Everything from the line holding "In this picture, where can the nurse" through the last line below is needed; please reproduce those lines exactly, adding nothing.
::::::::
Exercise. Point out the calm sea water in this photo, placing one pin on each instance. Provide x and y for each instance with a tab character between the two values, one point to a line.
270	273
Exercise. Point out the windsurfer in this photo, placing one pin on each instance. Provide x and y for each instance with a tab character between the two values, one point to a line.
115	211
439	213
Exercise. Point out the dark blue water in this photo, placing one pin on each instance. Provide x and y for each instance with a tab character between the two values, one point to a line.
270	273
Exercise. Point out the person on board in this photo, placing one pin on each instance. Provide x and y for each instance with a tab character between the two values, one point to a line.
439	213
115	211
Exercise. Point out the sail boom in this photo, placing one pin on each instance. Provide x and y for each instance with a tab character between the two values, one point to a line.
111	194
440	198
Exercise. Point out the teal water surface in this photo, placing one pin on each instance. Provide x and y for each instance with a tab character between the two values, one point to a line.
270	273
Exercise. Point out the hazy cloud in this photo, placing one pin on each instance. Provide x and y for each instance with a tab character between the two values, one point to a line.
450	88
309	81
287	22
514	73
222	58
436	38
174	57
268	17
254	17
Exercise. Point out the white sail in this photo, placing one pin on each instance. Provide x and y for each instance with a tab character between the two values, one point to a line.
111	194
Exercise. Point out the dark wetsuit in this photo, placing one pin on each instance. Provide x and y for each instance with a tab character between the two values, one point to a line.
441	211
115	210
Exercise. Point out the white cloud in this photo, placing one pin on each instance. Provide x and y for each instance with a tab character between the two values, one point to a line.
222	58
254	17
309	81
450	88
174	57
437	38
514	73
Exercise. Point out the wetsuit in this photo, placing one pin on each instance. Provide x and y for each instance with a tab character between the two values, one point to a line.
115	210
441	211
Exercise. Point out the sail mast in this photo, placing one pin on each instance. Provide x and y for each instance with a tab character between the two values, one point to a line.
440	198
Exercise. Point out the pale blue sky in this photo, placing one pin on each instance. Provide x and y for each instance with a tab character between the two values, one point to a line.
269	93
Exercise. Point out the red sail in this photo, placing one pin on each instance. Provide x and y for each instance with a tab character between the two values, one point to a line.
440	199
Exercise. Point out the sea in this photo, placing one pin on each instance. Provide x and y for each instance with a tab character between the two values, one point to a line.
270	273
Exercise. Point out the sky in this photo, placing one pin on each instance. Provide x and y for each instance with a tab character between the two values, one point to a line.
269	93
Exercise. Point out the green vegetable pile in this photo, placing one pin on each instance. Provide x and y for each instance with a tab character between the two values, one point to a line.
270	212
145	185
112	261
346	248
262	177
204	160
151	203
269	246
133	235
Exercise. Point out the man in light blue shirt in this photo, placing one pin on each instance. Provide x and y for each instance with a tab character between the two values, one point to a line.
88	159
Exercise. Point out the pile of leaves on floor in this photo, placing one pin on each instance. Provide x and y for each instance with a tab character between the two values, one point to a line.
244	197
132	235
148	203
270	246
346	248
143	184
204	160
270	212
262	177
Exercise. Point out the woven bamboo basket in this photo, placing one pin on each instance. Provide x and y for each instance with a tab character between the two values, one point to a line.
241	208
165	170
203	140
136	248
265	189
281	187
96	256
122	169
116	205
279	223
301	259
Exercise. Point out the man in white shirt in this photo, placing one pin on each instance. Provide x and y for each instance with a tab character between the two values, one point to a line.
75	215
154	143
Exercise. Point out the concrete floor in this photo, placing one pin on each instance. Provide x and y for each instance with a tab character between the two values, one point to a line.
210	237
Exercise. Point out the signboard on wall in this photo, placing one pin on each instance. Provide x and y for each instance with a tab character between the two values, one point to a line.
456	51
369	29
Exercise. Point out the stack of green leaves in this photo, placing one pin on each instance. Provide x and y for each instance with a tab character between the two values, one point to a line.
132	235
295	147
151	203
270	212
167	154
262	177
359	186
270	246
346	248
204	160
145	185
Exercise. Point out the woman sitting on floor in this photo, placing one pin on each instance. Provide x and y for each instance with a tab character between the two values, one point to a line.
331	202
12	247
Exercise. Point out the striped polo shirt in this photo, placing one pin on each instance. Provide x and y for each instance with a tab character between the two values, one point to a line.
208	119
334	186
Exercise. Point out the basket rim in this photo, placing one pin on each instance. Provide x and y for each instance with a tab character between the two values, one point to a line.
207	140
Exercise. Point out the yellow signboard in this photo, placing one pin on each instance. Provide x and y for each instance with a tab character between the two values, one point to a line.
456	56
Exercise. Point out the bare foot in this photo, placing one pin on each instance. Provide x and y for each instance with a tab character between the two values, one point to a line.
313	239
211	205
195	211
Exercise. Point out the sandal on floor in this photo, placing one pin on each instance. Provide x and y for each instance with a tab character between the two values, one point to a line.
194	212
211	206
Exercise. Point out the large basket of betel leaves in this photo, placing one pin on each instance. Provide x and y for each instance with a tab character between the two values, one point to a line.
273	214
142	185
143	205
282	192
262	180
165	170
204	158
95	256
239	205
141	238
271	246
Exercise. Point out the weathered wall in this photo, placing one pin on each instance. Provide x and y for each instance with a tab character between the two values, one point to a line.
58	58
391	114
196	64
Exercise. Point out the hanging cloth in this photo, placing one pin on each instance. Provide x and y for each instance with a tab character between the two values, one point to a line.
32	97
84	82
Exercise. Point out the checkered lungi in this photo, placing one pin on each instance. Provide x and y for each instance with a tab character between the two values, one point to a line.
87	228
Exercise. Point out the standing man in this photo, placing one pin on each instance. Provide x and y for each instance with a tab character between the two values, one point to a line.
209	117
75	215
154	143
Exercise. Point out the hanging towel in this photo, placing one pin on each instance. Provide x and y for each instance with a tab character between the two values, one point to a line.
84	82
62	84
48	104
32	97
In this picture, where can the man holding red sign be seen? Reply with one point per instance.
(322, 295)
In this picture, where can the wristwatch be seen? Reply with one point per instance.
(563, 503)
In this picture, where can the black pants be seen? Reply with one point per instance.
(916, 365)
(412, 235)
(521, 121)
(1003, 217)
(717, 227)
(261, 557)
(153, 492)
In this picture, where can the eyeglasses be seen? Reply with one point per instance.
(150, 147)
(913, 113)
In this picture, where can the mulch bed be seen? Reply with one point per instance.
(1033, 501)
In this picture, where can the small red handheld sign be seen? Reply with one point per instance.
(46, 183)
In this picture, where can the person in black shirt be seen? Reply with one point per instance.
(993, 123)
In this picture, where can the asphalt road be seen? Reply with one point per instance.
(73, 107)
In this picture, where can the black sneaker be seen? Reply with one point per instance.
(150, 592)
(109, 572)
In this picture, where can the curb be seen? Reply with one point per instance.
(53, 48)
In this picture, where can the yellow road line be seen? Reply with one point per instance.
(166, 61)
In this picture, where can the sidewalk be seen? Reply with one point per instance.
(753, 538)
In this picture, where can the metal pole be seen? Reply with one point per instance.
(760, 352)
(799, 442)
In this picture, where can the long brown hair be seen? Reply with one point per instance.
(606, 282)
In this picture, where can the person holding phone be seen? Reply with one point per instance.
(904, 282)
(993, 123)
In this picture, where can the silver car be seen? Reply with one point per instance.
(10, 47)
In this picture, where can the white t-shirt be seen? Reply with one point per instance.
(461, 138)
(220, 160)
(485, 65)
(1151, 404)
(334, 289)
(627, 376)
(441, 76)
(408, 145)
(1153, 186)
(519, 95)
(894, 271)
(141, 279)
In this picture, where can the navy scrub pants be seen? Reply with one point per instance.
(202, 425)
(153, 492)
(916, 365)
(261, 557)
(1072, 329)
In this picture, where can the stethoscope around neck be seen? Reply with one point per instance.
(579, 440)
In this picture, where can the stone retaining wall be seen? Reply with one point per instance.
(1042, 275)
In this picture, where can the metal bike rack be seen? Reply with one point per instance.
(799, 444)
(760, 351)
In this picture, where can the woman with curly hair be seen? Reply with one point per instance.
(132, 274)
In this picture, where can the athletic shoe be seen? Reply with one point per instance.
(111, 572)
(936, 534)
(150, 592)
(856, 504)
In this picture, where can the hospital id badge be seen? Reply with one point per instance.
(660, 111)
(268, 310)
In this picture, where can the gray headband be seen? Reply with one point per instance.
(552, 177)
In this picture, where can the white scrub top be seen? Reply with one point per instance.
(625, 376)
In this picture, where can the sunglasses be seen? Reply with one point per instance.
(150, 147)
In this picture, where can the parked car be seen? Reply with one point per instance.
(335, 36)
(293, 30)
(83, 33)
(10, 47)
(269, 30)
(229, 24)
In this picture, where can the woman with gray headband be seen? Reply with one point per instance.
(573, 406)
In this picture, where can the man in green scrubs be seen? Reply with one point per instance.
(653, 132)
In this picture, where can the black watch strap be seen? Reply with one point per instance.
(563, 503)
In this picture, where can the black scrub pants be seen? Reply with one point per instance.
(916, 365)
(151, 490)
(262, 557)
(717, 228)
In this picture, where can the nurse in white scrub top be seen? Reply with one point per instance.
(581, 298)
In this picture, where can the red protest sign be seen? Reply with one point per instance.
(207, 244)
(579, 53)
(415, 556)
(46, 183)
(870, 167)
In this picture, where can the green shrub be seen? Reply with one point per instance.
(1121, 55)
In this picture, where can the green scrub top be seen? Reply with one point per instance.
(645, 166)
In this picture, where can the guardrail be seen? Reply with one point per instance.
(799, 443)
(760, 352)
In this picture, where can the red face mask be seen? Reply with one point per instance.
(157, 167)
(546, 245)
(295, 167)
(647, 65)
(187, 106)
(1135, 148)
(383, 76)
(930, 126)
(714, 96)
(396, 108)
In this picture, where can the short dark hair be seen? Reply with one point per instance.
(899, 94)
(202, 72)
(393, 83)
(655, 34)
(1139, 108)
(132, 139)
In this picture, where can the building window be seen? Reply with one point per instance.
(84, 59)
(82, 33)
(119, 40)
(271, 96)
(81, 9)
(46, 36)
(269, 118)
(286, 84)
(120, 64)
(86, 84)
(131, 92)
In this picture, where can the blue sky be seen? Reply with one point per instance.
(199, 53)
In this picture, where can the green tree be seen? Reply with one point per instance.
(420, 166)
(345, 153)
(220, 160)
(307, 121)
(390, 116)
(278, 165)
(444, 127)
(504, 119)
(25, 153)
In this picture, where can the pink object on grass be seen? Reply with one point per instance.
::::::::
Expected answer
In this picture, where can the nurse in white scrub top be seen? Reply with one point per instance.
(581, 298)
In this picture, where can the red protest sign be seen? Reply with one point per instance.
(207, 244)
(579, 53)
(415, 556)
(46, 183)
(870, 167)
In this picture, where can the green shrub be seen? Reply with one point per instance.
(1121, 55)
In this picture, where can the green scrub top be seen? Reply with one point per instance.
(645, 166)
In this picture, where can the guardrail be seen? Reply with one point per instance.
(799, 443)
(760, 352)
In this picture, where can the red face mask be seen? Reply with one point per instance.
(157, 167)
(546, 245)
(295, 167)
(647, 65)
(187, 106)
(1135, 148)
(383, 76)
(930, 126)
(714, 96)
(396, 108)
In this picture, where can the short dark hair be seen? Reply with one point per instance.
(899, 94)
(202, 72)
(393, 83)
(655, 34)
(1139, 108)
(132, 139)
In this picture, where can the building window be seen? Reply with one point per instance.
(84, 59)
(82, 33)
(119, 40)
(271, 96)
(81, 9)
(46, 36)
(269, 118)
(286, 84)
(120, 64)
(86, 84)
(131, 92)
In this picture, where can the blue sky be seen? Reply with one point per instance.
(199, 53)
In this picture, where can the green tree be seen? Reply with one point per instance.
(420, 166)
(345, 153)
(220, 160)
(307, 121)
(390, 116)
(278, 165)
(444, 127)
(504, 119)
(25, 153)
In this picture, where can the pink object on grass be seen? Reply with one point per instance.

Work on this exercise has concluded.